# EXCERPT TO READ:
A broad-based approach

That community emphasis pervades the initiative. In fact, Flynn hopes that local communities will see the inter-agency cooperation at the federal level as a model they can follow at the local level.

The program's first phase exemplifies that collaborative approach. Starting this fall, 50 school districts across the nation will receive up to $3 million a year for three years to develop comprehensive programs aimed at preventing violence and promoting healthy child development. To receive federal funding, a school district must create a formal partnership with the public mental health system and police department in its area and must include students, families and community-based organizations.

Possible programs include mentoring, family strengthening, antidrug curricula, staff development, conflict-resolution training, after-school activities or even the purchase of security equipment and related services. No matter what the activity, each school's program must provide mental health services to all students and include procedures for referring, treating and following up with students with serious mental health problems. Each grantee must build evaluation into its program; a national evaluation will also take place.

The Safe Schools/Healthy Students Initiative will eventually have four additional components:

  • A community-action program will award grants to communities that want to expand violence-prevention efforts beyond the educational, law-enforcement and mental health organizations typically involved in such work.

  • A technical assistance program will help schools and communities implement programs and will collect and disseminate information about the various models being used. Possible activities include a violence-prevention summit and an Internet database accessible to the public.

  • A violence-prevention awareness campaign will target organizations interested in children's well-being, such as parent-teacher associations, universities, foundations, consumer groups, businesses and faith communities.

  • Another grant program will promote the development of pro-social video games and other technologies that could help prevent violence.

    Psychologists' role

    Where do psychologists fit into the initiative? "Everywhere!" says Flynn.

    In fact, psychologists have already gotten involved in the initiative. At the government's request, APA provided feedback on an early draft of the proposal. In a letter to SAMHSA, APA stressed its enthusiasm for the enterprise.

# WORK TO BE COMPLETED:
In the excerpt on the Safe Schools/Healthy Students Initiative, how much funding will each of the 50 school districts receive, and for how long?

# RECORD EXTRACTS:
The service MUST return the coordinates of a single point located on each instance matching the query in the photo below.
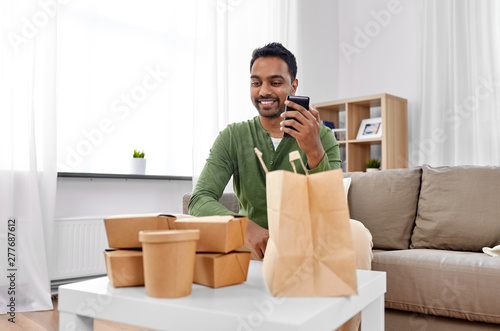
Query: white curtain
(28, 158)
(227, 32)
(460, 92)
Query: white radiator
(79, 248)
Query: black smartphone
(300, 100)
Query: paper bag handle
(293, 156)
(259, 155)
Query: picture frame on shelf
(340, 134)
(370, 128)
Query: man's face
(270, 84)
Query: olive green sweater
(232, 154)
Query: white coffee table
(245, 307)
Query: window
(125, 82)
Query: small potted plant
(372, 165)
(138, 163)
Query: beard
(269, 112)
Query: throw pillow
(386, 203)
(458, 208)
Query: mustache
(268, 99)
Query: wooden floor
(49, 321)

# SOLUTION TO THIS TASK:
Up to $3 million a year for three years.